### JOB
Write out every entry word for word.

== DATA FOR THE TASK ==

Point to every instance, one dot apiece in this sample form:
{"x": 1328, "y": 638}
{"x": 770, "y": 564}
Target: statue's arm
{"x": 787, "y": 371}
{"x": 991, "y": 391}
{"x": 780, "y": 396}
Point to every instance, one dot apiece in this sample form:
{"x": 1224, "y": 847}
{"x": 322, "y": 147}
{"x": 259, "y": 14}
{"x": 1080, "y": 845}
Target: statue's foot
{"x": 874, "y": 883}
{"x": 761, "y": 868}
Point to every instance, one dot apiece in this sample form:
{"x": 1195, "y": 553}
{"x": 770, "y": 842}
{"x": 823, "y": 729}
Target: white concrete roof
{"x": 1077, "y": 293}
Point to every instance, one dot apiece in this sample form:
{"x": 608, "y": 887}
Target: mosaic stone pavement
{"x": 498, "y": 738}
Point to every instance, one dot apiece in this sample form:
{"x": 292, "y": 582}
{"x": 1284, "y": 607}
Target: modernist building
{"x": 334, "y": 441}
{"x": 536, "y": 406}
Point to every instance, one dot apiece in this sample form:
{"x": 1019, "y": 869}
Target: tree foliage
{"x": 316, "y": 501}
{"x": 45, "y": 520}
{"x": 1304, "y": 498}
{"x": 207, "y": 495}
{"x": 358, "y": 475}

===

### EXPECTED ANSWER
Point to every instance, one dot apiece in this sample form:
{"x": 1328, "y": 638}
{"x": 770, "y": 564}
Target: statue's arm
{"x": 787, "y": 371}
{"x": 991, "y": 391}
{"x": 780, "y": 396}
Point to every instance, one dot apiece in this sample form:
{"x": 1224, "y": 847}
{"x": 322, "y": 147}
{"x": 259, "y": 14}
{"x": 1080, "y": 845}
Target: statue's foot
{"x": 874, "y": 883}
{"x": 761, "y": 868}
Point to every instance, one dot apiece in this sample form:
{"x": 1195, "y": 553}
{"x": 770, "y": 842}
{"x": 823, "y": 729}
Target: white concrete roof
{"x": 1077, "y": 293}
Point to every instance, one dot apiece in this sample form:
{"x": 608, "y": 887}
Target: mosaic stone pavement
{"x": 498, "y": 738}
Point to every instance, one dot apiece in this sample form:
{"x": 292, "y": 582}
{"x": 1284, "y": 607}
Target: modernist building
{"x": 334, "y": 441}
{"x": 536, "y": 406}
Point to every instance, one dot apiece in this sample form:
{"x": 1019, "y": 869}
Target: tree foliage
{"x": 316, "y": 501}
{"x": 45, "y": 520}
{"x": 1304, "y": 498}
{"x": 207, "y": 495}
{"x": 358, "y": 475}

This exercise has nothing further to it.